SUPPLIED DATA →
────────────────────────────────────────

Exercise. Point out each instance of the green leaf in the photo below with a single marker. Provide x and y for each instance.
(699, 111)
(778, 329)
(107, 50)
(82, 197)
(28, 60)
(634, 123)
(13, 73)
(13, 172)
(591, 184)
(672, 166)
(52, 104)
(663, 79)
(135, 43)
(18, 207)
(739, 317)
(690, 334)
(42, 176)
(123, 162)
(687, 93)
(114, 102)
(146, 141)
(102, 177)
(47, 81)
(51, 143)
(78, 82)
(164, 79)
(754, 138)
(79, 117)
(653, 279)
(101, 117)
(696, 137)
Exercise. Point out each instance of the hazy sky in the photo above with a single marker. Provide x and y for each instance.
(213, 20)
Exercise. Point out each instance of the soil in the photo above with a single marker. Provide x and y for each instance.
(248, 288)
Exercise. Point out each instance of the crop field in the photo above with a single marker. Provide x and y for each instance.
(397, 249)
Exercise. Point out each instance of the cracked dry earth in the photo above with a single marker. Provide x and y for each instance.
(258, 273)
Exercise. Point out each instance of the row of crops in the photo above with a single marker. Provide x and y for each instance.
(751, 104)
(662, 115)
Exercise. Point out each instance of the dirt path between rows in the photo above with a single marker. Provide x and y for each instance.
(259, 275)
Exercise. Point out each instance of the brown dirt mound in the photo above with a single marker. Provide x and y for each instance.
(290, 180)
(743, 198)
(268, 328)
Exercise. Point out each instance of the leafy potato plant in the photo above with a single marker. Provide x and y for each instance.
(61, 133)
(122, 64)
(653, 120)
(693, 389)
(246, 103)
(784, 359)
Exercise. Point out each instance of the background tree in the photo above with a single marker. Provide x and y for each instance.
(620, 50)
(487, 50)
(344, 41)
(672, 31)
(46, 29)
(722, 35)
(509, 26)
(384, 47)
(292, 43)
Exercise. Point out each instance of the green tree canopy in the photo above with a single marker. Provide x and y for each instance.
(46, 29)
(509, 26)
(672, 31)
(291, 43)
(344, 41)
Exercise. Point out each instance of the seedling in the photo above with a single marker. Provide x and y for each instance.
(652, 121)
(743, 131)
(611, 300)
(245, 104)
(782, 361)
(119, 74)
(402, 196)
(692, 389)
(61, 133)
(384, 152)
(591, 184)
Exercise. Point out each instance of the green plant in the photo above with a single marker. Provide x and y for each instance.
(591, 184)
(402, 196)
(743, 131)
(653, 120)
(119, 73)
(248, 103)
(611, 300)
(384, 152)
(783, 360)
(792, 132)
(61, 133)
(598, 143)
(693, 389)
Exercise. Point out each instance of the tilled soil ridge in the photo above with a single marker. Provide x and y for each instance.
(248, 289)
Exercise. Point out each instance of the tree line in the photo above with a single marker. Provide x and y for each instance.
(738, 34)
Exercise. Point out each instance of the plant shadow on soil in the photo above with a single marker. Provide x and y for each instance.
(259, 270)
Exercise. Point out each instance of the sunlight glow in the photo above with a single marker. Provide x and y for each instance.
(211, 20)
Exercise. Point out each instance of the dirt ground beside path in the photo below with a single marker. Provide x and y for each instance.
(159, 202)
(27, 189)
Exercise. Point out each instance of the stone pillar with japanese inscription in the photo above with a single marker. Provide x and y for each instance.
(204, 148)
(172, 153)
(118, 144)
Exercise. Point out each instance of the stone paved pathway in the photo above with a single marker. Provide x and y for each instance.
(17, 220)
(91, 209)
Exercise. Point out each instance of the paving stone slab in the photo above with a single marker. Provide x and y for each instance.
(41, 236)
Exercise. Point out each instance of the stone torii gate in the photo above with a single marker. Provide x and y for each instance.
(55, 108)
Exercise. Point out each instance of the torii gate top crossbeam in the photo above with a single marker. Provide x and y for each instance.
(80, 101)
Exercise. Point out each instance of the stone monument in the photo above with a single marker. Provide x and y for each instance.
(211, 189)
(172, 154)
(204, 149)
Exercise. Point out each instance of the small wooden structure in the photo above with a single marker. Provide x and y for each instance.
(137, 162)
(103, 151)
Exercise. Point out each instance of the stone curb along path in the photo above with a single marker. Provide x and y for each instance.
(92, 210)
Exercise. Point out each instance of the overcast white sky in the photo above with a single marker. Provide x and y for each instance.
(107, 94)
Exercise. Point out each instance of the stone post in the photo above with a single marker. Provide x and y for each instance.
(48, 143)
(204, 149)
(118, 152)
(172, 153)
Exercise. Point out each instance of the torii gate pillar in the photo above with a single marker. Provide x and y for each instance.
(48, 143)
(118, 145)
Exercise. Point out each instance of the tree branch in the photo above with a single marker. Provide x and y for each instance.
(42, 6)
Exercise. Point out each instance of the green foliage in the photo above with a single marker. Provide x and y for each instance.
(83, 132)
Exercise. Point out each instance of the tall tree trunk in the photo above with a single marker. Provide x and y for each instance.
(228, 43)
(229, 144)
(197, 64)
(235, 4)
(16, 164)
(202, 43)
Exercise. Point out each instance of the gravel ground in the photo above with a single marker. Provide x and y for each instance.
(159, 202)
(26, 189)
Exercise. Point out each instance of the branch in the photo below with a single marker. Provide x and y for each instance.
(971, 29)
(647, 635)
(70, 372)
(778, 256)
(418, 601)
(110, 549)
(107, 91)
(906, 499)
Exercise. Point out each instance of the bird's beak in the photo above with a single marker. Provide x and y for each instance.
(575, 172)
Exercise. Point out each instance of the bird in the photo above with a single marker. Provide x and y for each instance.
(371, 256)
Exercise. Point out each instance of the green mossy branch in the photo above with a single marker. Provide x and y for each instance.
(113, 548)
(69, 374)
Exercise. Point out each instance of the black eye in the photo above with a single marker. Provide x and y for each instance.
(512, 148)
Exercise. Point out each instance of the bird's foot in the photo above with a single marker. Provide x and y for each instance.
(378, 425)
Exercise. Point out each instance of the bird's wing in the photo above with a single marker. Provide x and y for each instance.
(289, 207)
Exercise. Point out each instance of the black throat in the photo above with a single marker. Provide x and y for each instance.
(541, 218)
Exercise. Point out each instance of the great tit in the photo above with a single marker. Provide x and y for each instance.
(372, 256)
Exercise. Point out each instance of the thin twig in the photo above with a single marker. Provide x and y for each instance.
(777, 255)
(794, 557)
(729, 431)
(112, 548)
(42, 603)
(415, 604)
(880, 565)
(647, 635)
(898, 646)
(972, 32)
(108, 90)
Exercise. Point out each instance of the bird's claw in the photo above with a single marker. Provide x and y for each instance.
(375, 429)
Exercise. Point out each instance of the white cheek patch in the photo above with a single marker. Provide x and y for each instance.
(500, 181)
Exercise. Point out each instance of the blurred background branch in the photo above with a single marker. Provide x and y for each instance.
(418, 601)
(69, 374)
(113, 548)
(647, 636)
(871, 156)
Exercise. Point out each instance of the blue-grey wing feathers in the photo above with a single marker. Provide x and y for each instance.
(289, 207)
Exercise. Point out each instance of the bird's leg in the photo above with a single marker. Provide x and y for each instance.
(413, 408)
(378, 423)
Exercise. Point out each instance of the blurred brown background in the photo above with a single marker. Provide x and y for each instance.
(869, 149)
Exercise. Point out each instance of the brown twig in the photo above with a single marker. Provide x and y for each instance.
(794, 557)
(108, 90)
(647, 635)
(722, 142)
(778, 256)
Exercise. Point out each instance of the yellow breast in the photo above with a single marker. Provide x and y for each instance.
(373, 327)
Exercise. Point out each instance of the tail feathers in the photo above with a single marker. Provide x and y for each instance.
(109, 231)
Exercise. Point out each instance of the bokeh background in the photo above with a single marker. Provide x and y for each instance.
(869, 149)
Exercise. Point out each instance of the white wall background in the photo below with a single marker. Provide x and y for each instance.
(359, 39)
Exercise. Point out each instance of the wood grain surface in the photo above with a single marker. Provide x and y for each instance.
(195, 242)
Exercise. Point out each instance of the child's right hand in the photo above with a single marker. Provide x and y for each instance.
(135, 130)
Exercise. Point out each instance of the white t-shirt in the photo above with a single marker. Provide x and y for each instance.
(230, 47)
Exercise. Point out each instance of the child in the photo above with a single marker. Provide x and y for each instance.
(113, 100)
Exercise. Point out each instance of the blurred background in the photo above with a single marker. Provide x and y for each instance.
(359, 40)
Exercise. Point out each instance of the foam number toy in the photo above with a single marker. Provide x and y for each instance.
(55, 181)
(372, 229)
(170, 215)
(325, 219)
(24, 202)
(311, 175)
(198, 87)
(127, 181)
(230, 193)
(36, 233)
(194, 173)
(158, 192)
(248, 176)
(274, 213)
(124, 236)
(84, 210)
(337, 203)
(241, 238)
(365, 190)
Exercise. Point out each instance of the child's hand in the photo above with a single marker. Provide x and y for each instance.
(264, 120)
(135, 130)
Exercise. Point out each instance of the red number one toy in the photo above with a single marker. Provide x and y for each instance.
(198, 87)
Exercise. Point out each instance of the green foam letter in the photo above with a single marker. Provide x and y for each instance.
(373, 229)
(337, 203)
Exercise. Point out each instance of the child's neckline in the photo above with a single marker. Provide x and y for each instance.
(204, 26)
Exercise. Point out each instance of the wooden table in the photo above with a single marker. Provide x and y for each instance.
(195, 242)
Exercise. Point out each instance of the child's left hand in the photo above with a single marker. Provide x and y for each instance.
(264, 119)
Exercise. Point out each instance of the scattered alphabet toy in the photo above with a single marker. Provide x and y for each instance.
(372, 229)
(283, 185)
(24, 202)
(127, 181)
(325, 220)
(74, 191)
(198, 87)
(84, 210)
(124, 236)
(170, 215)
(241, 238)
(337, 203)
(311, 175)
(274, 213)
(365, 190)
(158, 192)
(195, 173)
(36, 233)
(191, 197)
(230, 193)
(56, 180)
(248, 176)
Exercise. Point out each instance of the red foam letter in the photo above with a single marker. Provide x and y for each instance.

────────────────────────────────────────

GIVEN PROBLEM → The line containing "Exercise. Point out each instance of the red number" and every line after it, through the end of the records, should be repeated exactly and alone.

WORKED SOLUTION →
Exercise. Point out each instance of the red number one toy in the photo above with a single marker. Provide x and y for each instance.
(198, 87)
Exercise. Point out each instance of the green foam letter in the photo above with a single marker. Provide x and y for each instance.
(373, 229)
(337, 203)
Exercise. Point out each instance of the child's neckline in the photo above with a single marker. Provide x and y for each instance.
(204, 26)
Exercise. Point out each instance of the wooden table in the photo above with a single marker. Provide x and y for each instance.
(195, 242)
Exercise. Point out each instance of the child's left hand in the photo above with a single marker. Provide x and y for each instance.
(264, 119)
Exercise. Point out each instance of the scattered alphabet toy in the photo above with a single marker. Provide x and y for each instance.
(372, 229)
(283, 185)
(24, 202)
(127, 181)
(325, 220)
(74, 191)
(198, 87)
(84, 210)
(124, 236)
(170, 215)
(241, 238)
(337, 203)
(311, 175)
(274, 213)
(365, 190)
(158, 192)
(195, 173)
(36, 233)
(191, 197)
(230, 193)
(56, 180)
(248, 176)
Exercise. Point out each instance of the red foam letter in the photo above with a single marker. Provide x and y for each instance.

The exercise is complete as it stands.